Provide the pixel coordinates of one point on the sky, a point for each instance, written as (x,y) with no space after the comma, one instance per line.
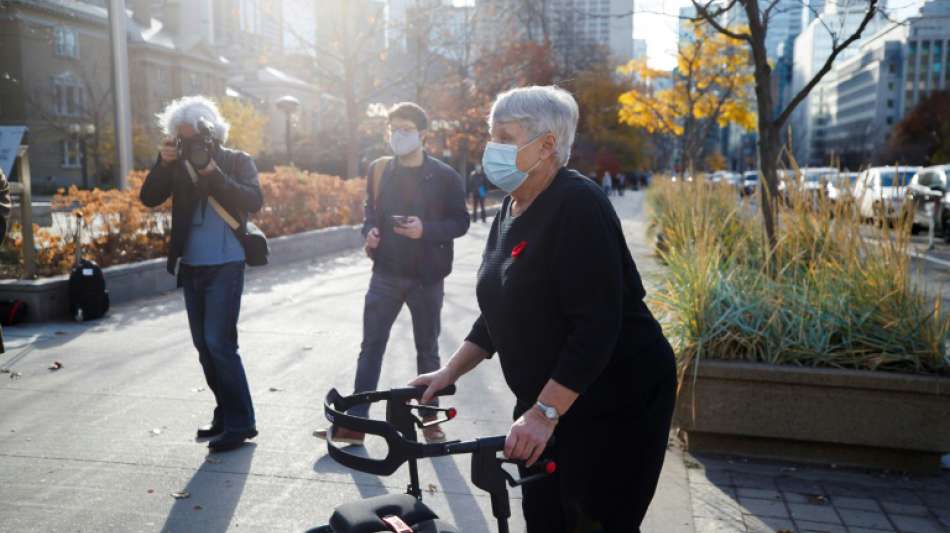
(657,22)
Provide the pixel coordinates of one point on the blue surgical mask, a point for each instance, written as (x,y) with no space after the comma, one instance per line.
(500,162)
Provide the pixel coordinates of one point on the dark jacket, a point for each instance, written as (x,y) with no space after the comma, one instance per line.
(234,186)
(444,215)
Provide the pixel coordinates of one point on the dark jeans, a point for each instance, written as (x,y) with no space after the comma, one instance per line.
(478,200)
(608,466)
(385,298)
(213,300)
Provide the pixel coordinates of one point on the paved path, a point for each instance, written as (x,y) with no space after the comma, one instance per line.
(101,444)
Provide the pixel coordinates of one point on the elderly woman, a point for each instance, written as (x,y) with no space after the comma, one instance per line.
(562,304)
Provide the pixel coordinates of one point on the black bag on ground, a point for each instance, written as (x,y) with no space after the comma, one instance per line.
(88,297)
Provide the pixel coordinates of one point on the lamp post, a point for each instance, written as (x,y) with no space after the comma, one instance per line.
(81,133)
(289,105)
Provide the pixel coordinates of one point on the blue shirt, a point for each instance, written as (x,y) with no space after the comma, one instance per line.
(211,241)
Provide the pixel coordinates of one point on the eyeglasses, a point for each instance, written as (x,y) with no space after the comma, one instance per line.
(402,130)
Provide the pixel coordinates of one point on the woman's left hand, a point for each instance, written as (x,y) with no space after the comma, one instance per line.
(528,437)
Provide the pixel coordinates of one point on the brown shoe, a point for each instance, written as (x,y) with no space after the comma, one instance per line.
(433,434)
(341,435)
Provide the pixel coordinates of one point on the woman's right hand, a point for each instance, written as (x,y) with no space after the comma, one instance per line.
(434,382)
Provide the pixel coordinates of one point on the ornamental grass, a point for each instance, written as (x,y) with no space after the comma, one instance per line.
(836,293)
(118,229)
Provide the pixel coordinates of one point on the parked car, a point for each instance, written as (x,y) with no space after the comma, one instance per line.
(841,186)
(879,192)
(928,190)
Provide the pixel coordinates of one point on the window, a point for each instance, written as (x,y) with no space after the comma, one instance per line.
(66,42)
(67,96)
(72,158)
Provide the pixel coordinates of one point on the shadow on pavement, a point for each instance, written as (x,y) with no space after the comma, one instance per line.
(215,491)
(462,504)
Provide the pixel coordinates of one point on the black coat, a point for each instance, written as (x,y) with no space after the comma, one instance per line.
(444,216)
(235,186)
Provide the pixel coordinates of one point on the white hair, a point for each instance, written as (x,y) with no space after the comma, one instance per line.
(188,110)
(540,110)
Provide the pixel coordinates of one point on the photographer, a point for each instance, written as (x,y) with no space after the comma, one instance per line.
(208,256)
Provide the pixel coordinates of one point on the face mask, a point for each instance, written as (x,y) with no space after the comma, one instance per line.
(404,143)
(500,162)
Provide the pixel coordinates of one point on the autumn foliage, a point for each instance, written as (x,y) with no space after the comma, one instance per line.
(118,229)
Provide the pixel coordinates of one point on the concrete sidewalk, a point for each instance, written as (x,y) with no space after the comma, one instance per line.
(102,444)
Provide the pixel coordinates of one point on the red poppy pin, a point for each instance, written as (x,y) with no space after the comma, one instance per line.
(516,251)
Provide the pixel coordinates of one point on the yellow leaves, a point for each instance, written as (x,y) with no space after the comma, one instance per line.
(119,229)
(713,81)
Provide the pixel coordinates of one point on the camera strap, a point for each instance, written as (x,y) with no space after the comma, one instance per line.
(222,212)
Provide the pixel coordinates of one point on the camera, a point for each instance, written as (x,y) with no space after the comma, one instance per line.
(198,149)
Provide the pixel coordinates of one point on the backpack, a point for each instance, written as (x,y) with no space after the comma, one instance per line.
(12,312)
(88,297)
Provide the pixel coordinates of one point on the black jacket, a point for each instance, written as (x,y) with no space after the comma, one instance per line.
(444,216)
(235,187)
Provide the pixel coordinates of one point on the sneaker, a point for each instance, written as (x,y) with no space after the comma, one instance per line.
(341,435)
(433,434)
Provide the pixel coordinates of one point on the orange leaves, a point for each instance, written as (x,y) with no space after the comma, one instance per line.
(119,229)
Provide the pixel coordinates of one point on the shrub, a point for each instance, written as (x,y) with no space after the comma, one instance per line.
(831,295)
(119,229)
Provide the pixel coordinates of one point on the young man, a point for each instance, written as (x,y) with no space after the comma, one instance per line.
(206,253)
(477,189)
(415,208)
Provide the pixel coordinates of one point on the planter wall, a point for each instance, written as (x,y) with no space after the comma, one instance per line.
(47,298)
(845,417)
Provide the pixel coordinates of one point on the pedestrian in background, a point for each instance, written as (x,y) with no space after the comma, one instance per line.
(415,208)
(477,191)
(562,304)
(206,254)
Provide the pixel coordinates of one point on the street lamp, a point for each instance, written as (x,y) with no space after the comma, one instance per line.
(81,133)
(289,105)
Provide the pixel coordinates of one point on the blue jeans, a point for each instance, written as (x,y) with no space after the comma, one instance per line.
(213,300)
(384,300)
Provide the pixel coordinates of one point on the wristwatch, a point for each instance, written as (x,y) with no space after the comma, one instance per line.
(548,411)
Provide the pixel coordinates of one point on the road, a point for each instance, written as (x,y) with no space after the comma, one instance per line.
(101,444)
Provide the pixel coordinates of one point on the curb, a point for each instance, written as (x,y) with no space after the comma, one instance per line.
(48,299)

To do: Keep the pictures out of the copy and return the rest of the data above exactly.

Task output:
Provide the pixel coordinates of one point on the sky, a point for each instance, written as (x,y) with no space after the comma, one instance per line.
(657,22)
Provide the pixel coordinates of one point on the blue surgical mask, a point for each instance, written as (x,y) with no space after the comma, one instance per line.
(500,162)
Provide the pixel coordinates of one point on the dark jacket, a point for each instance, written as (x,y) with no space after the comma, one instance per line.
(234,186)
(444,215)
Provide the pixel coordinates of one point on the dark jeans, a point for each instance, written as (x,y) with no space after the comma, one instance per line.
(478,200)
(608,466)
(385,298)
(213,300)
Provide the pixel coordinates of one point on the paved path, a point for each instance, written as (x,y) with no space after the comma, one instance per line.
(101,444)
Provide the pixel coordinates of one point on the elderly woman, a point for each instance, written as (x,y) with no space after the comma, one instance per line.
(562,304)
Provide the pixel coordinates of one point on the black bag on ground, a point for each instance, written as (x,y) with no space after the comma, one instance per line.
(88,297)
Provide the pixel coordinates of one point on the lamp post, a point for each instance, written as (x,y) with no space after the comma, one instance per line.
(81,133)
(289,105)
Provide the pixel coordinates of one point on the blue shirt, a point for each instance, written as (x,y) with no space after the comma, one instance per line.
(211,241)
Provide the pixel coordinates of one point on the eyeglasses, a point for each instance, written as (x,y) with no space after the comma, one instance per line.
(402,130)
Provide the pixel coordinates of one point on the woman's left hand, a point for each instance, written as (x,y) with no space after the comma, one instance per line.
(528,437)
Provide the pixel coordinates of one point on the brown shoe, a point for each instance, written as (x,y) with no space after the comma, one instance per line.
(433,434)
(341,435)
Provide the pixel coordinates of one point on the woman's right hand, a point for each instance, written as (x,y) with no space after the comma, one instance per line.
(434,382)
Provide the pixel coordinates of one point on the ornamental grass, a point for each instance, written as (x,y) with no space after the comma, one instance per line.
(836,293)
(118,229)
Provide the pixel coordinates of one point on the parked car, a point for each instance, written as (x,y) with no space after the comma, one instance per line.
(841,186)
(879,192)
(928,190)
Provide the pixel coordinates of one point on the window, a point for each instance, written as (x,y) with no space after the comma, one instance per line.
(66,42)
(67,96)
(72,158)
Provide the pixel coordinates of one point on the shadow on pavement, a point for each instance, written as (x,y) with no space after the comma, one instance per line.
(215,491)
(462,504)
Provide the pixel coordinates of one point on the black coat, a point for each instance, written as (x,y) with no space after the comma, one instance per line.
(444,216)
(235,186)
Provide the pixel coordinates of one point on the white hair, a point for each instance, written as (x,y) with no space after the comma, one instance per line.
(188,110)
(540,110)
Provide the pixel coordinates of one point on the photographer, a point for each instance, written as (x,y) with no space after the comma, one instance per line.
(208,256)
Provide the pixel coordinates of one point on the face mask, a point for each instance, written as (x,y) with no space after the comma, one instance per line.
(404,143)
(500,162)
Provide the pixel coordinates of one point on the autumn foliage, a point for each instance, written as (x,y) with no space after the comma, one instance per line.
(118,229)
Provide the pixel coordinates of one point on the concrete sidewalk, a point for each instance, written as (x,y) with no space after the comma, one instance per line.
(102,444)
Provide the pixel coordinates of one point on the red poppy pin, a point for each instance, written as (x,y) with no space after the comma, one instance per line.
(516,251)
Provide the pixel coordinates of one point on the yellow leaves, a point for each instance, written as (x,y) with no space after the comma, one instance per line.
(119,229)
(713,81)
Provide the pixel coordinates of one point on the camera strap, a point for each instance, written as (x,y) with no space after the comma, one instance per line.
(222,212)
Provide the pixel coordinates of one point on the camera, a point for each instance, written as (x,y) with no space after the comma, one instance per line.
(198,149)
Provide the pixel coordinates of one point on the backpack, a point for each instance, written as (x,y) with no space after the comma, one instance per line.
(12,312)
(88,297)
Provide the pixel coordinates of one point on the black jacket, a point for each instance, written as (x,y) with no space after the comma, one instance per line.
(444,216)
(235,187)
Provide the pixel coordinates of one point on the sneaker, a point for each instance, written as (x,y) with no space after the comma, one instance per line.
(341,435)
(433,434)
Provide the pixel coordinates of one point on the orange leaves, a point for each instance, written as (x,y) with no space after the comma, one instance per line.
(119,229)
Provide the pixel coordinates of one point on the shrub, a point for each instance, written as (x,y) with no space after the comma, one instance per line.
(831,295)
(119,229)
Provide the pixel coordinates of one point on the young man, a point for each instance, written as (x,y) with no space after the comma, one instance per line.
(206,253)
(477,189)
(415,208)
Provide the pixel coordinates of one point on the planter wall, a point for each instance, written as (x,y) with no space after the comma, one instance per line.
(47,298)
(845,417)
Provide the pixel coordinates of one point on the pedestrian in background, a point for each instance, written as (x,y) with no space after the comma, one instance per line.
(415,208)
(477,191)
(562,304)
(206,254)
Provide the pixel coordinates of one point on the street lamp, a point for each instance, written as (x,y) with no space after the comma, one instance per line.
(81,133)
(289,105)
Provide the pixel coordinates of one point on the blue jeans, a point for each instance, written as (x,y) with no space after the comma, one instance per line.
(213,300)
(384,300)
Provide the pixel coordinates of one point on the wristwatch, a point for each instance, written as (x,y) with no space after the comma, one instance per line.
(548,411)
Provide the pixel coordinates of one point on the road, a point for each instance, written as (x,y) with no space after the comma, one instance per line.
(101,444)
Provide the pixel coordinates of one point on the curb, a point for each instance, written as (x,y) with no space after the comma, one instance per line.
(48,299)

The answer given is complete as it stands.